TASK DIRECTIONS: Output the items below as a two-column CSV with the header item_text,answer. Write one row per item, with the item's text and its answer each in a single double-quoted field and any line breaks replaced by spaces.

RECORDS TO USE:
** START **

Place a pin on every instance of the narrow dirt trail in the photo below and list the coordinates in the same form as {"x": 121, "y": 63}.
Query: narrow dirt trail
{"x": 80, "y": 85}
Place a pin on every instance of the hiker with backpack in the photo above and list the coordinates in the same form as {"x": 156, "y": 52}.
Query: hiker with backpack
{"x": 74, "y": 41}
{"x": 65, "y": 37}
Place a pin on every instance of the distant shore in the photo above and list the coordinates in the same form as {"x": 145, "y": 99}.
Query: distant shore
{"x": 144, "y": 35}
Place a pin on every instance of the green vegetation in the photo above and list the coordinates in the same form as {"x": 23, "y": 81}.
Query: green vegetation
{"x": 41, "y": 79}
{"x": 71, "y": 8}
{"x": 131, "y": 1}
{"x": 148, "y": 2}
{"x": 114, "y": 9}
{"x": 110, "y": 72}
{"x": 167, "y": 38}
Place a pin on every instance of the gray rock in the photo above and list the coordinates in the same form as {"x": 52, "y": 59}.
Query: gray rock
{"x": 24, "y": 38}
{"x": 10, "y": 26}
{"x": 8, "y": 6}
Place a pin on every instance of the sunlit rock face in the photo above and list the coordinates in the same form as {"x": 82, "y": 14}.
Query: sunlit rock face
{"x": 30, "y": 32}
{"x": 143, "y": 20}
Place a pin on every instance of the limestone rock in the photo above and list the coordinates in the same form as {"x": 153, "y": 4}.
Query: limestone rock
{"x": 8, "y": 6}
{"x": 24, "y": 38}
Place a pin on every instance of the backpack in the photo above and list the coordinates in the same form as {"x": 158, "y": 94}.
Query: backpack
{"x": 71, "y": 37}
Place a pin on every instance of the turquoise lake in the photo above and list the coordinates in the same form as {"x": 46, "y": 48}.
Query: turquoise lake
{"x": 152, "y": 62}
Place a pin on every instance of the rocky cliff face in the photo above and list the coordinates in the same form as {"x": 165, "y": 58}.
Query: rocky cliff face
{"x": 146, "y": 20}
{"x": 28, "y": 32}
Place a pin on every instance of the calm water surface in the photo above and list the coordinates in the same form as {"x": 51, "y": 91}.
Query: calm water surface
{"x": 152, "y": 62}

** END **

THE RESULT:
item_text,answer
"Place a pin on every instance of the narrow dirt trail in the photo below and list the coordinates in the same form as {""x"": 121, ""y"": 63}. Query: narrow dirt trail","{""x"": 80, ""y"": 85}"
"Place a pin on every instance of the hiker with backpack in the photo above and list the coordinates in the same form as {""x"": 156, ""y"": 52}. Query: hiker with backpack","{""x"": 74, ""y"": 41} {""x"": 65, ""y"": 37}"
"Place a pin on every instance of the distant shore in the photo above and list the coordinates in the same form as {""x"": 145, ""y"": 99}. Query: distant shore","{""x"": 144, ""y"": 35}"
"Place a pin on every instance of the green vegetation in the photo above and list the coordinates in the same form as {""x"": 23, ""y"": 81}. Query: green vegetation","{""x"": 41, ""y"": 79} {""x"": 71, ""y"": 8} {""x"": 131, ""y"": 1} {""x"": 148, ""y"": 2} {""x"": 114, ""y"": 9} {""x"": 110, ""y"": 72} {""x"": 167, ""y"": 38}"
"Place a pin on every instance of the gray rock in the photo above and list the coordinates in the same form as {""x"": 52, ""y"": 59}. Query: gray rock","{""x"": 24, ""y"": 38} {""x"": 10, ""y"": 26} {""x"": 8, ""y"": 6}"
"Place a pin on every instance of the sunlit rock face in the photo above and list the coordinates in the same form as {""x"": 82, ""y"": 14}. Query: sunlit rock face","{""x"": 30, ""y"": 32} {""x"": 143, ""y"": 20}"
"Place a pin on every instance of the limestone rock in the photo above and list the coordinates in the same form as {""x"": 153, ""y"": 4}. Query: limestone rock","{""x"": 8, ""y"": 6} {""x"": 24, ""y"": 38}"
"Place a pin on every instance of the backpack in the photo above and list the coordinates in the same form as {""x"": 158, ""y"": 94}. Query: backpack","{""x"": 71, ""y"": 37}"
"Place a pin on every instance of the turquoise lake in the photo above and list the coordinates in the same form as {""x"": 46, ""y"": 48}. Query: turquoise lake","{""x"": 152, ""y"": 62}"
"Place a pin on every instance of the rocky cliff face in the photo above and list the coordinates in the same form as {""x"": 165, ""y"": 58}. Query: rocky cliff face","{""x"": 146, ""y"": 20} {""x"": 28, ""y"": 32}"
"Place a pin on every instance of the calm water surface in the photo above and list the coordinates in the same form as {""x"": 51, ""y"": 91}. Query: calm water surface","{""x"": 152, ""y"": 62}"